**Requirement 1**
According to the passage on profits and wages, how does the rate of profits vary with the cost of production of wages?

**Source**
-*-*-
Now, in our example, a diminution of this sort is supposed to have taken place in the cost of production of corn. The production of that article has become less costly, in the ratio of six to five. A quantity of corn, the means of producing which could not previously have been secured but at an expense of 120 quarters, can now be produced by means which 100 quarters are sufficient to purchase.

But the labourer is supposed to receive the same quantity of corn as before. He receives one quarter. The cost of production of wages has, therefore, fallen one-sixth. A quarter of corn, which is the remuneration of a single labourer, is indeed the produce of the same quantity of labour as before; but its cost of production is nevertheless diminished. It is now the produce of 10/18 of a man's labour, and nothing else; whereas formerly it required for its production the conjunction of that quantity of labour with an expenditure, in the form of reimbursement of profit, amounting to one-fifth more.

If the cost of production of wages had remained the same as before, profits could not have risen. Each labourer received one quarter of corn; but one quarter of corn at that time was the result of the same cost of production, as 1 1/5 quarter now. In order, therefore, that each labourer should receive the same cost of production, each must now receive one quarter of corn, plus one-fifth. The labour of 100 men could not be purchased at this price for less than 120 quarters; and the produce, 180 quarters, would yield only 50 per cent, as first supposed 7.

It is, therefore, strictly true, that the rate of profits varies inversely as the cost of production of wages. Profits cannot rise, unless the cost of production of wages falls exactly as much; nor fall, unless it rises.
-*-*-
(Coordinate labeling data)
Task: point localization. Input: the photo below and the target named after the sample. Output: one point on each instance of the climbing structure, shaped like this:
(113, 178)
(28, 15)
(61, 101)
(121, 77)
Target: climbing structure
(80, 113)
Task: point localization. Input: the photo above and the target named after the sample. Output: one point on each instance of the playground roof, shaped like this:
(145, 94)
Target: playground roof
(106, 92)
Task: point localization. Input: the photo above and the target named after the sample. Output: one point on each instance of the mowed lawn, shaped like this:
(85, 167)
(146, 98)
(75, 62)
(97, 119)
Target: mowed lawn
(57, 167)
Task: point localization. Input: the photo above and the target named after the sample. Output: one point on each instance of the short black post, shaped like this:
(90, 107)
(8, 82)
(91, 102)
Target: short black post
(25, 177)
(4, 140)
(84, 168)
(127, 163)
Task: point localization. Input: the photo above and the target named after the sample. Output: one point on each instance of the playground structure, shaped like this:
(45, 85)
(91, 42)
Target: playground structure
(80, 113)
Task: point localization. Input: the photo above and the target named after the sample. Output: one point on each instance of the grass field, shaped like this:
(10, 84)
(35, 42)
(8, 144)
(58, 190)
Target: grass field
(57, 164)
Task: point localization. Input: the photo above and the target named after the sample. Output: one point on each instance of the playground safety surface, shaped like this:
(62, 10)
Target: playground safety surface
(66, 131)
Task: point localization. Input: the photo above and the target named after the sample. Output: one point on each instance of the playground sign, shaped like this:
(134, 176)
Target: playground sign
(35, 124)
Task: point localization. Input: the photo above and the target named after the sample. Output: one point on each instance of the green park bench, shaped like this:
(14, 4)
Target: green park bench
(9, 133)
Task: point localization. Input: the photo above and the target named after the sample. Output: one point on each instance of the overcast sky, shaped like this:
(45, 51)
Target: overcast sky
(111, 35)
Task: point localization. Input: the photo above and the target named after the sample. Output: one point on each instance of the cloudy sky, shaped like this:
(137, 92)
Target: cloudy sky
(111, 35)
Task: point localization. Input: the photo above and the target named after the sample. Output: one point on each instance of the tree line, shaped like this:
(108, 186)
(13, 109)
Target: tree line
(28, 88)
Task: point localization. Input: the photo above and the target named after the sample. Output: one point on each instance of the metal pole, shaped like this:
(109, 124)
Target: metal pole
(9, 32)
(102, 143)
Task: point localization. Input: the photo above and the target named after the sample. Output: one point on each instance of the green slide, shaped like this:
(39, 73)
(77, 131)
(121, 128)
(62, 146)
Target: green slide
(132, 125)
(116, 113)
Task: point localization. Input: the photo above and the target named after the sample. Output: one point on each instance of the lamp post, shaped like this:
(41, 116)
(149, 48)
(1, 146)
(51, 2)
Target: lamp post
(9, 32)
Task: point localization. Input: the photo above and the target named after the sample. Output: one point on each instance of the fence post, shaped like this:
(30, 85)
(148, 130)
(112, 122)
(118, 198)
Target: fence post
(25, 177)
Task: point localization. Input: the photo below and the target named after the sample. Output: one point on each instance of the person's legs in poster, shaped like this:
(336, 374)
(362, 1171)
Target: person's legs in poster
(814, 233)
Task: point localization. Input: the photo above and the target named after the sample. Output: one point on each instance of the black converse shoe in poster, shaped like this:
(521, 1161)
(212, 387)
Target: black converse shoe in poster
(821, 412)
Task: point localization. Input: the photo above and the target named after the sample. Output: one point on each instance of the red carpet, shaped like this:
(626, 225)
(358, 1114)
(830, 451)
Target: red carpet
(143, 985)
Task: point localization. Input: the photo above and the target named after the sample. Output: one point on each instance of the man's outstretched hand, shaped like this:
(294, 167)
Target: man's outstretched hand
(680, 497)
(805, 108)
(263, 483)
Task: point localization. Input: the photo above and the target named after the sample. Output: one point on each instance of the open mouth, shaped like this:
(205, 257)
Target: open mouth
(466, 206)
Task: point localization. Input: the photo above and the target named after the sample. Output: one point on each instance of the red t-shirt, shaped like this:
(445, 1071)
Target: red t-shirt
-*-*-
**Requirement 2**
Reproduce the listing from the line containing "red t-shirt, shaped" through the end of the listing, swapping "t-shirt" for "sweatshirt" and leaving everything else as it is.

**Written response 1**
It varies inversely as the cost of production of wages.

**Written response 2**
Task: point localization. Input: the photo above and the target named after the sample. Output: one point on each instance of the red sweatshirt, shaped like this:
(445, 1071)
Target: red sweatshirt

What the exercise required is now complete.